## TEXTE PRÉSENTÉ
+===+

Dans le domaine agricole, cette politique était détaillée depuis 2007 dans le Programme d’intensification des cultures (CIP, dans son acronyme anglais), priorisant six cultures : maïs, blé, manioc, haricots, pommes de terre et riz. « Les agriculteurs qui contredisaient cette planification agricole en diversifiant leurs plantations les voyaient arrachées », rappelle Vedaste Mwenende. Car sous la férule de Paul Kagame, au pouvoir depuis 1994, le dirigisme planifié est la règle. Une fois les décisions prises, leur mise en œuvre est souvent imparable.

« Mais cela n’empêche pas les remises en question et les ajustements si le programme n’atteint pas ses objectifs et que “le grand chef” en prend conscience », décrypte un consultant rwandais. Peu à peu, les autorités assouplissent ainsi l’application du CIP, peu adapté aux microparcelles, qui appauvrit les sols et rend dépendant aux fertilisants chimiques.

+===+

## DONNÉES
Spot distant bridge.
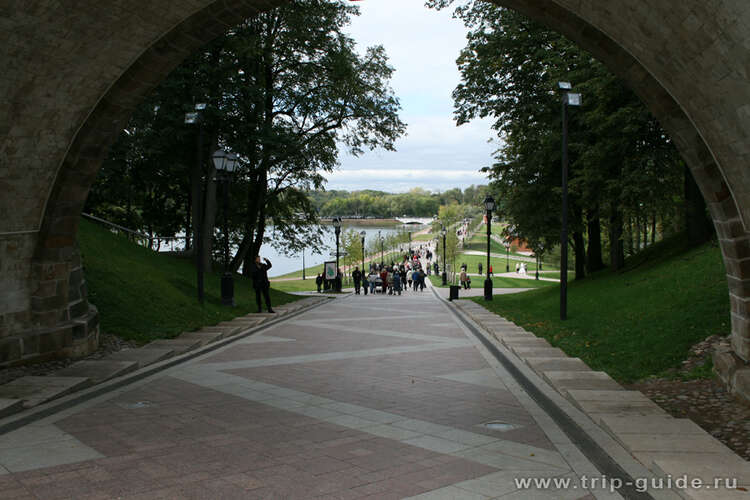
[396,217,432,224]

+===+

## EXERCICE
Résumez en deux phrases le texte présenté sur le Programme d'intensification des cultures. Appuyez-vous uniquement sur le texte présenté.

## CORRIGÉ
Depuis 2007, le Programme d'intensification des cultures (CIP) détaillait la politique agricole en priorisant six cultures, et les agriculteurs qui diversifiaient leurs plantations les voyaient arrachées, car le dirigisme planifié est la règle sous Paul Kagame. Les autorités assouplissent peu à peu l'application de ce programme, peu adapté aux microparcelles, qui appauvrit les sols et rend dépendant aux fertilisants chimiques.